- 読解用の抜粋:

────

コア有電流センサモジュールの高速応答化、高精度化に最適、汎用インバータの 効率向上に貢献
ミネベアミツミグループのエイブリック株式会社(社長:田中 誠司、本社:東京都港区、以下:ABLIC)は本日より、民生・産業機器用リニアホールIC「S-5611A」の販売を開始しました。
再生可能エネルギー活用の観点から太陽光発電や風力発電といった自然エネルギーの活用が進んでいますが、これらのエネルギー効率の向上を図ることが環境負荷への低減につながるものとして注目が高まっています。こうした自然エネルギーを活用する太陽光発電等のシステム、ならびに、産業用工作機械などのシステムでは電流センサを搭載した汎用インバータ(※1)が広く使われています。汎用インバータの効率向上には、搭載されている電流センサの応答の高速化や高精度化することが重要な要素となります。
本日発売した新製品「S-5611A」は、プログラマブルの高精度リニアホールICで、業界最速クラスの高速応答1.25μs(※2)と業界トップクラスの低ノイズ性能0.09μT/√Hz(※3)を実現しているため、微小な電流変動も正確に測定可能となりインバータ制御性能の向上に貢献します。
また、周波数帯域選択機能(※4)を搭載していることから、1つのICの中で400kHz、200kHz、100kHzのいずれかを選択することが可能です。低い周波数を選択することでICから発するノイズをさらに低減させることができます。
さらに、温度による磁気コアの特性変化を補正する機能(※5)を搭載しており、広い温度範囲でのコア有電流センサ(※6)の高精度化が可能です。
これらの特長により、電力消費を抑えつつCO2排出量削減にも貢献し、環境にも配慮したエネルギー効率の高い高精度なインバータやDCDCコンバータに搭載される電流センサを構成するのに最適なICです。
【主な特長】
- 業界最速クラスの高速応答(※2)
汎用インバータのエネルギーの変換効率をより高めるためには、コア有電流センサの検出遅延時間を低減させることが効果的です。「S-5611A」は、業界最速クラスの高速応答1.25μsにより、エネルギー変換効率向上に大きく貢献します。
- 業界トップクラスの低ノイズ性能(※3)
コア有電流センサの精度は、出力オフセット電圧や磁気感度の設定精度により決まりますが、実使用条件では、それに加えて出力ノイズの性能も電流センサの精度を左右する重要なパラメータの一つです。「S-5611A」は、業界トップクラスのノイズ性能0.09μT/√Hz typ.であるため、制御性が高まりインバータ等の機器の高精度化に貢献します。

────

- 保存データ:
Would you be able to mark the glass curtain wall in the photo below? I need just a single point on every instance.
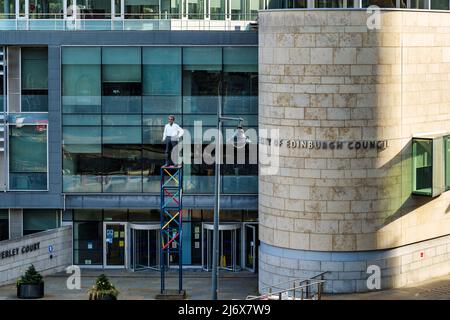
(278, 4)
(142, 9)
(7, 9)
(240, 99)
(27, 156)
(171, 9)
(88, 230)
(36, 220)
(196, 9)
(4, 224)
(447, 162)
(418, 4)
(161, 88)
(115, 105)
(2, 86)
(382, 3)
(81, 107)
(88, 237)
(121, 119)
(98, 9)
(244, 9)
(46, 9)
(34, 69)
(202, 89)
(440, 4)
(217, 9)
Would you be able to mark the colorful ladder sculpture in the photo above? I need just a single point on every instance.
(171, 220)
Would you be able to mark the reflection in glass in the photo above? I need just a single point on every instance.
(217, 8)
(34, 70)
(422, 166)
(36, 220)
(88, 243)
(28, 157)
(81, 80)
(46, 9)
(112, 133)
(98, 9)
(447, 162)
(4, 224)
(7, 9)
(141, 9)
(170, 9)
(122, 167)
(196, 9)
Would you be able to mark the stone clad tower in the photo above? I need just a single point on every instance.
(325, 79)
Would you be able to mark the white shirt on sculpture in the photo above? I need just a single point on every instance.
(173, 131)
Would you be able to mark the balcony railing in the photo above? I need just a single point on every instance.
(155, 21)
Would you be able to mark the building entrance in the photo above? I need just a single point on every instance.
(229, 246)
(144, 248)
(250, 249)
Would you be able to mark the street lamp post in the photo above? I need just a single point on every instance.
(218, 149)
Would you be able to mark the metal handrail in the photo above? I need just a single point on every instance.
(296, 279)
(293, 289)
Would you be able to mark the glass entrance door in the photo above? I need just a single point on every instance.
(144, 248)
(114, 245)
(229, 247)
(250, 249)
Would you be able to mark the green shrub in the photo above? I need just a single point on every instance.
(31, 276)
(103, 287)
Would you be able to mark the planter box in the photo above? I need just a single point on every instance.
(30, 291)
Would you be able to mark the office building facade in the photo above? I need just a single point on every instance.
(363, 116)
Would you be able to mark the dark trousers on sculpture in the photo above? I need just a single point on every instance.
(170, 145)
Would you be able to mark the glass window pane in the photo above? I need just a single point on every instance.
(217, 8)
(35, 220)
(115, 215)
(87, 215)
(422, 166)
(158, 104)
(143, 215)
(440, 4)
(28, 157)
(152, 135)
(98, 9)
(447, 162)
(162, 80)
(171, 9)
(81, 120)
(46, 9)
(121, 64)
(196, 9)
(82, 135)
(4, 224)
(202, 58)
(81, 55)
(82, 167)
(162, 71)
(240, 59)
(122, 168)
(7, 9)
(125, 135)
(88, 243)
(153, 159)
(158, 119)
(123, 119)
(34, 70)
(141, 9)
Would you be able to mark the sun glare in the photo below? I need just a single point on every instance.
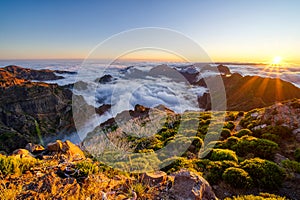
(276, 60)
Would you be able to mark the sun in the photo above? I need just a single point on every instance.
(276, 60)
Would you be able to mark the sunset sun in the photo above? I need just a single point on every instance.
(276, 60)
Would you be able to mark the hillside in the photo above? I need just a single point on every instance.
(256, 152)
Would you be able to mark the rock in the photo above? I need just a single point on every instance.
(243, 96)
(54, 185)
(22, 153)
(278, 158)
(102, 109)
(80, 85)
(31, 74)
(188, 185)
(71, 151)
(30, 110)
(154, 178)
(296, 131)
(34, 148)
(55, 146)
(224, 69)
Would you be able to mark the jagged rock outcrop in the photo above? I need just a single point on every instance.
(250, 92)
(32, 111)
(31, 74)
(71, 151)
(188, 185)
(154, 178)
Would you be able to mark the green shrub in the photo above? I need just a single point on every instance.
(215, 169)
(230, 142)
(237, 177)
(297, 154)
(87, 168)
(281, 131)
(243, 132)
(264, 173)
(223, 154)
(15, 165)
(229, 125)
(226, 133)
(176, 163)
(262, 148)
(272, 137)
(291, 166)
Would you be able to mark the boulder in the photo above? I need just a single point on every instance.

────

- 短い課題:
抜粋に従い、「S-5611A」の周波数帯域選択機能で選択できる周波数をすべて挙げてください。 一覧は抜粋とは別個の資料である。

- 演習の結果:
400kHz、200kHz、100kHz